◆ **Document text**
§
Although numbers are unavailable, it would appear that the vast majority of Muslim women still prefer to adjudicate these matters according to the laws of Islam, in their mother tongue of Arabic, with judges familiar with the cultural context and in courtrooms geographically close to their homes. But a growing minority has despaired of justice from the Muslim religious courts. Turning their backs on tradition and religious authority, these Muslim women are affirming their rights as Israeli citizens to overcome what they view as the patriarchal and discriminatory positions of the sharia court system.
But the decision forces them to overcome cultural and religious hurdles. While organizations are encouraging the women to assert their rights, others contend that the sharia court system has reformed and improved its services and, since it is a critical component of Muslim culture, women should refrain from turning to the secular courts that undermine Islam and Muslim culture.
§
◆ **Dataset records**
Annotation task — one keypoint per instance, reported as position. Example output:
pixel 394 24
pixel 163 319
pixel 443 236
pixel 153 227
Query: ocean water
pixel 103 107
§
◆ **What you will do**
Can you quote the passage on Muslim women in Israel choosing between sharia and secular courts in full, word for word?

◆ **Solution**
Although numbers are unavailable, it would appear that the vast majority of Muslim women still prefer to adjudicate these matters according to the laws of Islam, in their mother tongue of Arabic, with judges familiar with the cultural context and in courtrooms geographically close to their homes. But a growing minority has despaired of justice from the Muslim religious courts. Turning their backs on tradition and religious authority, these Muslim women are affirming their rights as Israeli citizens to overcome what they view as the patriarchal and discriminatory positions of the sharia court system.
But the decision forces them to overcome cultural and religious hurdles. While organizations are encouraging the women to assert their rights, others contend that the sharia court system has reformed and improved its services and, since it is a critical component of Muslim culture, women should refrain from turning to the secular courts that undermine Islam and Muslim culture.